Seçilen bölüm:
16 Ocak 2016 Cumartesi

Winter is coming

Herkese Merhabalar,

Hürriyet’in 16.1.2016 tarihli sayısındaki “Petrol Şirketleri Resmen Çöktü” başlıklı haberi görünce Blog’da 8.7.2015 tarihinde yayımladığım yazım aklıma geldi.

Aslında petrol üreticisi şirketler için tarih sürekli tekerrür ediyor ve sürekli tekrar eden bu döngüde onlar bir türlü akıllanmıyor dersek herhalde yanlış olmaz diye düşünüyorum.

Bütün projeleri ve gelirlerini petrol fiyatına bağlayan şirketlerin, aslında betası birden büyük bir hisseye bütün paralarını yatırıyorlar gibi de düşünülebilmesi de mümkündür. İşler iyi gidiyorken, petrol varil fiyatları 80 doların üzerindeyken betası yüksek hisseye yapılan yatırımın geri dönüşü gerçekten muazzam olarak gerçekleşmekte ve herkes mutlu olmaktadır. Ancak petrol fiyatları 30 doların altına düştüğünde, hatta söylentilere göre 10 dolara kadar düşeceği beklenirken, petrol şirketlerinin gelirleri önemli miktarda düşmekte, bütün petrol şirketleri projeleri askıya almakta ve bu sayede gelecekte beklenen arzı kısmakta, işçi çıkarmakta ve korku dolu bir şekilde petrol talebinin artmasını beklemeye başlamaktadır. Muhakkak bir gün gelecek, bugünden yapılmayan yatırımlar gelecekteki arzı azaltacak ve talep de toparlandığında fiyatlar 60 doların üstüne çıkacaktır. Akıllanmaz enerji şirketleri de oh geçti diye düşünüp eski kısır döngüye devam edecektir. Dolayısıyla aslında oynan oyun, kıt yemek kaynaklarının olduğu kara kışı kim atlatabilecek oyunudur

Peki, enerji şirketleri neden bütün paralarını betası yüksek tek bir hisseye ya da doğal gazı da sayarsak iki hisseye yatırıyorlar? Neden işler iyi giderken yeterli miktarda fon ayırıp yenilenebilir enerji kaynaklarını geliştirmiyorlar? Neden portföylerinin betasını birden daha küçük bir seviyeye getirecek yenilenebilir projeleri hayata geçirmiyorlar ve portföylerine dahil etmiyorlar? Hadi onu yapmıyorlar, neden gidip bu şirketlere ortak olmuyorlar? Neden şirketlerin kara kış geldiğinde havalar güzelken gömdükleri yiyecek zulaları olmuyor da her seferinde birbirlerini yiyerek hayatta kalmaları gerekiyor?

Sağlanan malzeme:
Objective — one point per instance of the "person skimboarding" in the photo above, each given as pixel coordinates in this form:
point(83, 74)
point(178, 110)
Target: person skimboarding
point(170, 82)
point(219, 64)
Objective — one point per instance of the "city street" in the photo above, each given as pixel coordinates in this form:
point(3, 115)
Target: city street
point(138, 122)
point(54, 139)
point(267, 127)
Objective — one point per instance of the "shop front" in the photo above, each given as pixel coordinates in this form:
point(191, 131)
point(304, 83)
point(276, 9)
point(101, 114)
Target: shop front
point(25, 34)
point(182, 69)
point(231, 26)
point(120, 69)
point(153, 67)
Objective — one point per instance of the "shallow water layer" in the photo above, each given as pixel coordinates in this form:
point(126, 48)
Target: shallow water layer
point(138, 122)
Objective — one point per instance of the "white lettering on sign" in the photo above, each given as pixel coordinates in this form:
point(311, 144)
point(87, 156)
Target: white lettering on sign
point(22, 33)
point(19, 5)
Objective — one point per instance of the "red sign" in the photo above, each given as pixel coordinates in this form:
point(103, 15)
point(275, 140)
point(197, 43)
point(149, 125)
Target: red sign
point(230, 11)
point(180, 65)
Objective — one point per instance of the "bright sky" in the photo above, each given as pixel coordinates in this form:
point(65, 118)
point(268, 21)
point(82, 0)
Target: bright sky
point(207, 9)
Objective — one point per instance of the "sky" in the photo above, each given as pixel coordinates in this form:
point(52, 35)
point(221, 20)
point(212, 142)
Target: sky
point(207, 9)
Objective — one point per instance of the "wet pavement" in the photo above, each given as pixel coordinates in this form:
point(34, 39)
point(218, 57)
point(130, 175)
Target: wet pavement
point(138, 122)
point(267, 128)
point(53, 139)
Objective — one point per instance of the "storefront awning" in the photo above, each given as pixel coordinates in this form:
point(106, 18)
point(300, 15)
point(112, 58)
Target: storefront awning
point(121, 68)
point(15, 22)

* * *

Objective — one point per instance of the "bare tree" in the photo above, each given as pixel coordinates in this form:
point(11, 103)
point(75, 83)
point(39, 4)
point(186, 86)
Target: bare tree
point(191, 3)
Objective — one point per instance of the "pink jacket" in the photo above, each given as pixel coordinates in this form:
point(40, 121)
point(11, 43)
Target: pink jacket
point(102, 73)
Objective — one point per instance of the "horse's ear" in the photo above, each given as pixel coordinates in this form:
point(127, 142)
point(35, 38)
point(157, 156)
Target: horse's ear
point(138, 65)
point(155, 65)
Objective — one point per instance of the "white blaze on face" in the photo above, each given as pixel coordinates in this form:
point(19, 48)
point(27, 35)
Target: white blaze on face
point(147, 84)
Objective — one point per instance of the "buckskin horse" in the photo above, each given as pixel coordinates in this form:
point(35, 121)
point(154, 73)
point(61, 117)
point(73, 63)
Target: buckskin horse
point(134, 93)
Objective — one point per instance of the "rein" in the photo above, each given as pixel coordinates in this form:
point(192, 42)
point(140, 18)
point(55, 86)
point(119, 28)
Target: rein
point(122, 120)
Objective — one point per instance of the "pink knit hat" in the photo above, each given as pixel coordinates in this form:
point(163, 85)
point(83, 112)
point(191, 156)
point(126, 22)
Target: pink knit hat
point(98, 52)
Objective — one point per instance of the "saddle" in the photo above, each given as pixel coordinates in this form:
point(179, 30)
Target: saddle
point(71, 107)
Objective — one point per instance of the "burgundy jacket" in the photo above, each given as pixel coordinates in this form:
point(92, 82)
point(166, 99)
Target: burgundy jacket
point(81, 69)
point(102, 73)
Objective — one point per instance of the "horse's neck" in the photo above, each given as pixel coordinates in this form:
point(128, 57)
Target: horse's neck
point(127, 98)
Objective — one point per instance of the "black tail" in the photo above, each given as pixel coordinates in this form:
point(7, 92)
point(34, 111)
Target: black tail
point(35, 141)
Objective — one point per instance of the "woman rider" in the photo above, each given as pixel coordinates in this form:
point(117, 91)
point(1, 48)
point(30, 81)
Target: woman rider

Görevler:
[A] Petrol şirketleri üzerine yazıda geçen bütün dolar tutarlarını metindeki sıralarıyla listeleyin.
[B] Kayıtlarda "city" kelimesini içeren her satırı toplayıp aynen kopyalayın. Büyük ve küçük harf ayrımı dikkate alınmalıdır.
Kayıtların metinle hiçbir ilgisi yoktur.

Sonuçlar:
[A]
80 dolar
30 dolar
10 dolar
60 dolar

[B]
Objective — one point per instance of the "city street" in the photo above, each given as pixel coordinates in this form:
Target: city street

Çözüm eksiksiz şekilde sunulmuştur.